## Apply what you read
1. Read the text on geriatric rehabilitation below and decide whether each statement agrees with it: (a) the cause of sarcopenia has been established; (b) research data on the efficacy of many physical modalities is limited; (c) the chapter reviews research on the subtypes of exercise. Answer yes or no for each and quote the words from the text that decide it.
2. From the text on geriatric rehabilitation below, write out word for word the passage that opens with the words containing "Interventions used in" and closes with "for specific conditions.".

## Extract to read
=-=-=-=-=
Most of the research data on rehabilitation equipment pertains to equipment used to provide physical modalities of one sort or another or for specific types of exercise (see the next section). However, studies of stroke rehabilitation show that the availability of rehabilitation equipment (eg, onsite apartment designed for use by people with physical disability) may be associated with better functional outcomes. 55,56


Interventions used in geriatric rehabilitation include exercise, adaptive techniques (modifications of the way an activity is performed), assistive technology (eg, canes, walkers, wheelchairs), physical modalities (eg, heat, cold, ultrasound), and orthotic (braces, splints) and prosthetic (artificial limbs) devices. 57 These are first briefly summarized, and then a more detailed review of the two most commonly used interventions, exercise and assistive technology, is provided.

  Exercise programs are used to increase general flexibility, muscular strength, and aerobic endurance, but exercises may be used for more specific purposes (eg, preserving bone density, reducing joint pain, increasing coordination after a stroke). Different types of exercises have varying levels of data supporting their efficacy for specific conditions.

  Adaptive techniques involve modifying a task so that it can be performed despite physical limitations. Adaptive techniques often are combined with assistive technology. The use of adaptive techniques and assistive technology enables the person to interact more favorably with the environment. For example, the use of a cane can make walking easier and safer. Although assistive devices can be purchased without the involvement of a rehabilitation provider, rehabilitation specialists often make recommendations about which devices will be most helpful in improving function and facilitating independence.

  Physical modalities use physical processes to treat the patient; examples are ultrasound, diathermy, transcutaneous electrical nerve stimulation, whirlpool, massage, and the application of heat or cold. Research data on the efficacy of many physical modalities is limited. 58-60

  Orthotic devices are externally applied devices that act to support the musculoskeletal system. Examples are inserts or specially adapted shoes for arthritic problems of the feet, splinting and padding for overuse syndromes such as carpal tunnel syndrome, and braces to support an unstable or weak joint, such as an ankle-foot orthosis used after a stroke. Prosthetics are devices that act to substitute or replace a missing body part; examples are a prosthetic eye or prosthetic limb. Individual orthotic and prosthetic devices have been studied in some detail, but we need systematic research and a systematic review of the effectiveness of commonly used orthotics and prosthetics.

Benefits and Types of Exercise

There is substantial evidence that regular physical activity has a number of health benefits. For example, greater physical activity is associated with a twofold increase in the likelihood of dying without disability. 61 Given that physical activity is good, the question arises whether some kinds of physical activity are better than others. Each type of exercise appears to have unique benefits. Exercise can be classified in five categories: resistance, aerobic (endurance), balance, flexibility, and functionally based. Within each category there are various subtypes, depending on how the exercise is delivered (eg, water based or weight bearing, isotonic or isokinetic), the rate at which the difficulty of the exercise is increased, and the frequency of exercise. This chapter provides an overview of the research on the use of the five categories of exercise to treat older patients but does not review research on the subtypes.

Resistance Exercise

Strength training has been a focus of considerable research in geriatrics. This is due, in part, to the strong evidence that muscle mass declines with age. 62,63 Work has been done to characterize the underlying physiology behind the change in muscle mass, but the cause of age-related decline in muscle mass, or sarcopenia, remains elusive. Factors that have been explored include loss of spinal alpha motor neurons causing denervation atrophy, loss of specific types of muscle fibers, increased vulnerability to contraction-induced muscle injury, incomplete tissue repair, disuse muscle atrophy, malnutrition, and reduced trophic factor release (eg, testosterone).
=-=-=-=-=
## Raw data
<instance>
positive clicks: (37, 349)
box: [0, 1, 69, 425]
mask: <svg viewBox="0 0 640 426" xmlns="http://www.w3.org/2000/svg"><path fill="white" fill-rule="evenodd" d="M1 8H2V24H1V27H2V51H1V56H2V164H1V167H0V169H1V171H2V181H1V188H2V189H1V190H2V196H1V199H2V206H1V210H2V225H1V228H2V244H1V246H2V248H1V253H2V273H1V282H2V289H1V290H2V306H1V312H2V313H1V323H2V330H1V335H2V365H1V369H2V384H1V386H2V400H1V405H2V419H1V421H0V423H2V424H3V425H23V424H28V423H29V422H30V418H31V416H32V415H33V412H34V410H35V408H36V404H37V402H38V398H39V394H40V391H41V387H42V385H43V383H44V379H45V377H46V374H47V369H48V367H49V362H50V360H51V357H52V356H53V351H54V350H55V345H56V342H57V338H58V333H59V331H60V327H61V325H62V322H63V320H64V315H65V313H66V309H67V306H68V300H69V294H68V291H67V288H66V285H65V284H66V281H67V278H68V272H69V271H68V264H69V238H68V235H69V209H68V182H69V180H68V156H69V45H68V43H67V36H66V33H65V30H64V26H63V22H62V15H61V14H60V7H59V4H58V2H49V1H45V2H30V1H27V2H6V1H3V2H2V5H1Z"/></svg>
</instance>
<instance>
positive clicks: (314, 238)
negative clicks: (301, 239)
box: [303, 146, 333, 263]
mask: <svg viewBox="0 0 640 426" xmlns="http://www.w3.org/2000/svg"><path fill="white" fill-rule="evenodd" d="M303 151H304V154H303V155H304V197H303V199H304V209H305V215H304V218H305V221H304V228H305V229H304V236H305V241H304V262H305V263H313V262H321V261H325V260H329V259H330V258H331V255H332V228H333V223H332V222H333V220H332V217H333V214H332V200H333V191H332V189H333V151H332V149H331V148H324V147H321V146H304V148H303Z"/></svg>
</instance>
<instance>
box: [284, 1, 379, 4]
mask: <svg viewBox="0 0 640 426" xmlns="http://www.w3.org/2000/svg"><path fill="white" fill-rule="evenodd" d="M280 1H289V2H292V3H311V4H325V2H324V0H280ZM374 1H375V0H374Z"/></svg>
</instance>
=-=-=-=-=
## Answers in order
1.
(a) No: "the cause of age-related decline in muscle mass, or sarcopenia, remains elusive"
(b) Yes: "Research data on the efficacy of many physical modalities is limited."
(c) No: "but does not review research on the subtypes"

2.
Interventions used in geriatric rehabilitation include exercise, adaptive techniques (modifications of the way an activity is performed), assistive technology (eg, canes, walkers, wheelchairs), physical modalities (eg, heat, cold, ultrasound), and orthotic (braces, splints) and prosthetic (artificial limbs) devices. 57 These are first briefly summarized, and then a more detailed review of the two most commonly used interventions, exercise and assistive technology, is provided.

  Exercise programs are used to increase general flexibility, muscular strength, and aerobic endurance, but exercises may be used for more specific purposes (eg, preserving bone density, reducing joint pain, increasing coordination after a stroke). Different types of exercises have varying levels of data supporting their efficacy for specific conditions.